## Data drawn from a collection
=====

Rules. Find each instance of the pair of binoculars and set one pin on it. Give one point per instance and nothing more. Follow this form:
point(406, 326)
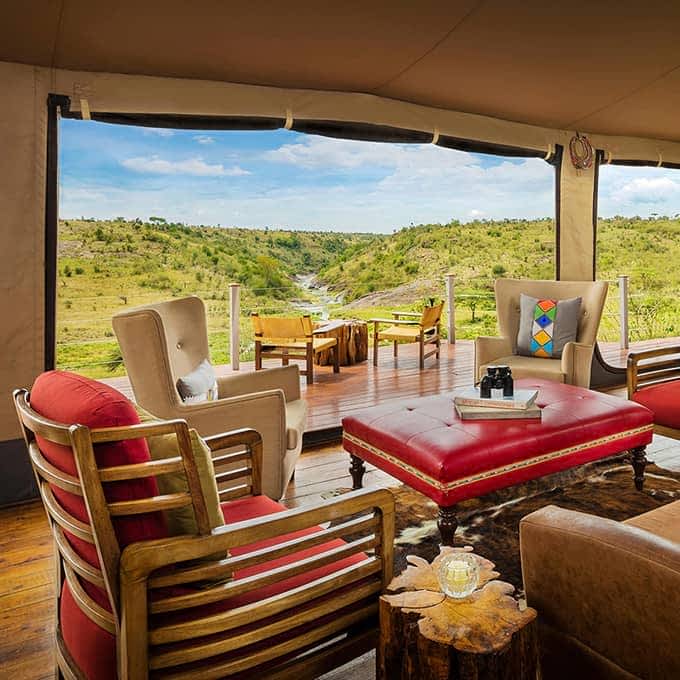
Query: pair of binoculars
point(497, 378)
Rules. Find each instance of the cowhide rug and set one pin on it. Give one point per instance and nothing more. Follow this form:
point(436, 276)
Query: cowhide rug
point(491, 523)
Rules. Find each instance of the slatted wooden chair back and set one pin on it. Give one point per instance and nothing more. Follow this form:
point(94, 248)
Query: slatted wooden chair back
point(88, 485)
point(431, 316)
point(653, 367)
point(280, 330)
point(179, 606)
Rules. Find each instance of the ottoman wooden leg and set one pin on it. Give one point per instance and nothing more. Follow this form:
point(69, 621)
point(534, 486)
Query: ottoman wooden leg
point(447, 524)
point(638, 460)
point(357, 469)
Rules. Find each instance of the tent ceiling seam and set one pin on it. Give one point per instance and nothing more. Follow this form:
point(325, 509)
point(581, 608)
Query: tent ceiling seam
point(574, 123)
point(431, 49)
point(57, 33)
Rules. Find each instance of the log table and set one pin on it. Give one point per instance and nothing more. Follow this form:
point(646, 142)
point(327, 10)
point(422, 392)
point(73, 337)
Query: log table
point(352, 339)
point(426, 635)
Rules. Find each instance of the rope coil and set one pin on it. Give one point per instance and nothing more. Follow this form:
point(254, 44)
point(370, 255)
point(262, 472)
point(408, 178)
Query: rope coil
point(581, 152)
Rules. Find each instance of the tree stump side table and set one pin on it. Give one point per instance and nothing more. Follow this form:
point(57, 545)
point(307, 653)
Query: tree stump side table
point(352, 339)
point(426, 635)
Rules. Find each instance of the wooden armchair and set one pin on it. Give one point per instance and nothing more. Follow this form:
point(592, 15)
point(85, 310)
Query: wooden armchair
point(291, 338)
point(653, 378)
point(423, 328)
point(269, 594)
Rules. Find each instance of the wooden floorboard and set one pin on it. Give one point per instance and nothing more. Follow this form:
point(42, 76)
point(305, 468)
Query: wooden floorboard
point(26, 556)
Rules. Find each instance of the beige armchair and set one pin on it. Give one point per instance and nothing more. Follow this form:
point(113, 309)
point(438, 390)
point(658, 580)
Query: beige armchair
point(163, 342)
point(574, 366)
point(607, 593)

=====

## Problem requirements
Copy the material from its beginning through the line containing "point(57, 33)", inclusive, shifting each coordinate in the answer points up by 112 and leaving every other line, sample points included, as it stands. Omit the pictures from your reply.

## Answer for this exercise
Rules. Find each instance of the pair of binoculars and set one pin on it. Give one point per instance and nothing more. Follow this form:
point(406, 326)
Query: pair of binoculars
point(609, 490)
Rules. Find each instance of the cowhide rug and set one pin on it. Give one point per instance and nothing more. Follow this form:
point(436, 276)
Query: cowhide rug
point(603, 635)
Rules. Find each instance of the slatted wooden chair back and set one pin on it. Give one point per instance and nothing more. Follow this form:
point(94, 248)
Query: slatted wooden chair back
point(200, 597)
point(543, 428)
point(765, 479)
point(392, 442)
point(291, 718)
Rules. Find each instance of the ottoman wooden leg and set one pin on it. Give one point per instance and nothing more. Follow this form:
point(69, 621)
point(534, 486)
Query: ottoman wooden leg
point(559, 636)
point(750, 572)
point(469, 581)
Rules. Find each instance of the tent ceiling seam and set one pin on it. Give one point per instance and nothing more. Follow this form:
point(325, 509)
point(581, 608)
Query: tent ceiling seam
point(686, 235)
point(543, 161)
point(169, 145)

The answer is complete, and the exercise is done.